Only an exact repetition of every entry counts as the answer.
━━━━━━━━━━━━━━━━
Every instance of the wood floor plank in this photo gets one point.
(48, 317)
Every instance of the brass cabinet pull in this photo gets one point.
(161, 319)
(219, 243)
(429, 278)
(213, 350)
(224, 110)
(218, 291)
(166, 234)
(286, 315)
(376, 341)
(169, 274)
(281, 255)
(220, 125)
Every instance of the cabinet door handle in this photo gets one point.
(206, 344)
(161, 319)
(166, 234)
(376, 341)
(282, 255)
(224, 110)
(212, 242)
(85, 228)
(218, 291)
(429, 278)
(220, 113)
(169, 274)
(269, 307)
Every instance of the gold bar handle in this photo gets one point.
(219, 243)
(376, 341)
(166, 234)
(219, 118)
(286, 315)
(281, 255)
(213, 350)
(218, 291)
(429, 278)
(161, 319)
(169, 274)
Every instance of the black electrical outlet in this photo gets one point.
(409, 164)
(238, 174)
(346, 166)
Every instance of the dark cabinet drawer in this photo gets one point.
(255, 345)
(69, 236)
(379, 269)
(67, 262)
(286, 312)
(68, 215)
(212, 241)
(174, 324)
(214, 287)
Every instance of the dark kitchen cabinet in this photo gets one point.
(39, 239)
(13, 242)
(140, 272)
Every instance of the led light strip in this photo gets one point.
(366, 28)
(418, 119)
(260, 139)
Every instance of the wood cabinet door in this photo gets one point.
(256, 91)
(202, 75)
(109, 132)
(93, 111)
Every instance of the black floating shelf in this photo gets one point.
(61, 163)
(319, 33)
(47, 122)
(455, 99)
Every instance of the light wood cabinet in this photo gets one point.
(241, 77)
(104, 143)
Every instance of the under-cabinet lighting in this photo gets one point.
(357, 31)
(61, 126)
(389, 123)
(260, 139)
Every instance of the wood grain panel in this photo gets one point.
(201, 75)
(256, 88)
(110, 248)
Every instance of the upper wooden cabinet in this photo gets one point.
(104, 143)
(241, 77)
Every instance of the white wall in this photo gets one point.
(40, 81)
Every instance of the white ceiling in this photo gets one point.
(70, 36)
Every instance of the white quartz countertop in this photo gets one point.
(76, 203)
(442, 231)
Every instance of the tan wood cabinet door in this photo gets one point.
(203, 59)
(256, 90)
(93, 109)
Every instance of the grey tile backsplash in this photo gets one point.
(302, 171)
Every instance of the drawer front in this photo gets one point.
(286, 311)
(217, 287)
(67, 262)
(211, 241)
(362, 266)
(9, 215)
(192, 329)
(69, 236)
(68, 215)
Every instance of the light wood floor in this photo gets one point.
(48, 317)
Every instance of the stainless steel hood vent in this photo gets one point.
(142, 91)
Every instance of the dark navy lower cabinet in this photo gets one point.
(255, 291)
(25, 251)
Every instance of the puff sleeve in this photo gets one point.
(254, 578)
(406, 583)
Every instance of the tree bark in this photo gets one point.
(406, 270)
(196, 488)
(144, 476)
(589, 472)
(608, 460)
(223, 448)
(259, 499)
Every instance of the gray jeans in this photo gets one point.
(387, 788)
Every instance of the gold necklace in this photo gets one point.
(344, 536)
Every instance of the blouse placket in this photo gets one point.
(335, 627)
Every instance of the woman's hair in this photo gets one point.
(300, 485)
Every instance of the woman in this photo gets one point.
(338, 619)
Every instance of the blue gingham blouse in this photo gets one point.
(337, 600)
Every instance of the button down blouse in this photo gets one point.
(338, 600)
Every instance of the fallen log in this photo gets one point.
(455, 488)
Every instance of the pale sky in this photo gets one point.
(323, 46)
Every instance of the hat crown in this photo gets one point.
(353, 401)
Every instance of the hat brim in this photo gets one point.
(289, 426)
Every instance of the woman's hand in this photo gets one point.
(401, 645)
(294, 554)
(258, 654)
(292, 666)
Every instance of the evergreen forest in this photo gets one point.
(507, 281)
━━━━━━━━━━━━━━━━
RESPONSE FOR THIS EXERCISE:
Every instance of the wood floor plank in this photo gets one point.
(48, 317)
Every instance of the brass cabinet pull in this photo gets one point.
(161, 319)
(219, 243)
(429, 278)
(213, 350)
(224, 110)
(218, 291)
(166, 234)
(286, 315)
(376, 341)
(169, 274)
(281, 255)
(220, 125)
Every instance of the cabinet door handle in this photo gets one point.
(206, 344)
(161, 319)
(166, 234)
(376, 341)
(282, 255)
(224, 110)
(212, 242)
(85, 228)
(218, 291)
(429, 278)
(220, 113)
(169, 274)
(269, 307)
Every instance of the gold bar handle in this photo gets one point.
(219, 243)
(376, 341)
(166, 234)
(219, 118)
(286, 315)
(281, 255)
(213, 350)
(218, 291)
(429, 278)
(161, 319)
(169, 274)
Every instance of the black electrical outlet in this photo gets one point.
(409, 164)
(238, 174)
(346, 166)
Every instance of the dark cabinet drawer in this photo gets one point.
(255, 345)
(69, 236)
(379, 269)
(67, 262)
(286, 312)
(68, 215)
(212, 241)
(174, 324)
(214, 287)
Every instance of the dark kitchen cabinet in this photo gets one point.
(39, 239)
(13, 242)
(140, 272)
Every instance of the led light strip in this photo gets one point.
(366, 28)
(418, 119)
(260, 139)
Every instance of the wood cabinet door in this photo gets one point.
(256, 91)
(202, 75)
(109, 132)
(93, 111)
Every instance of the black floating shelf in this photo gets one point.
(61, 163)
(319, 33)
(47, 122)
(455, 99)
Every instance of the light wood cabinet in this photo gets one point.
(241, 77)
(104, 143)
Every instance of the under-cabinet lighting in this photo gets one point.
(357, 31)
(61, 126)
(389, 123)
(260, 139)
Every instance of the wood grain panel in this photo gets one point.
(201, 75)
(256, 88)
(110, 248)
Every instance of the upper wooden cabinet in this photo gets one point.
(104, 143)
(241, 77)
Every instance of the white wall in this photo gets one point.
(40, 81)
Every instance of the white ceiling in this photo gets one point.
(70, 36)
Every instance of the white quartz countertop in this photo gets one point.
(76, 203)
(442, 231)
Every instance of the tan wood cabinet door in this photo gets one point.
(203, 59)
(256, 90)
(93, 109)
Every instance of the grey tile backsplash in this photo gets one point.
(302, 171)
Every instance of the drawer front in this photo gets one point.
(286, 311)
(217, 287)
(67, 262)
(211, 241)
(362, 266)
(9, 215)
(192, 329)
(69, 236)
(68, 215)
Every instance of the light wood floor in this photo gets one point.
(48, 317)
Every instance of the stainless steel hood vent in this photo gets one point.
(142, 91)
Every instance of the dark navy lower cabinet in this photo gets one point.
(255, 291)
(25, 251)
Every instance of the puff sleeve in this photo gets one point.
(254, 578)
(406, 583)
Every instance of the tree bark in this photo gets one point.
(406, 270)
(196, 488)
(144, 476)
(589, 472)
(608, 460)
(223, 448)
(259, 499)
Every instance of the gray jeans in this photo gets one point.
(387, 788)
Every instance of the gold necklace in this photo gets one point.
(344, 536)
Every instance of the blouse placket in this photo gets one point.
(335, 627)
Every instance of the woman's hair in this photo gets one point.
(300, 485)
Every instance of the woman in this photo gets one point.
(338, 619)
Every instance of the blue gingham blouse in this photo gets one point.
(337, 600)
Every instance of the button down blouse in this photo gets one point.
(338, 600)
Every instance of the fallen log in this photo gets one point.
(455, 488)
Every instance of the pale sky in this photo gets one point.
(323, 46)
Every instance of the hat crown in this photo gets one point.
(353, 401)
Every instance of the hat brim in this photo gets one point.
(289, 426)
Every instance of the woman's hand in this photo gets one point.
(401, 645)
(294, 554)
(258, 654)
(292, 666)
Every instance of the evergreen forest in this photo gets one point.
(507, 281)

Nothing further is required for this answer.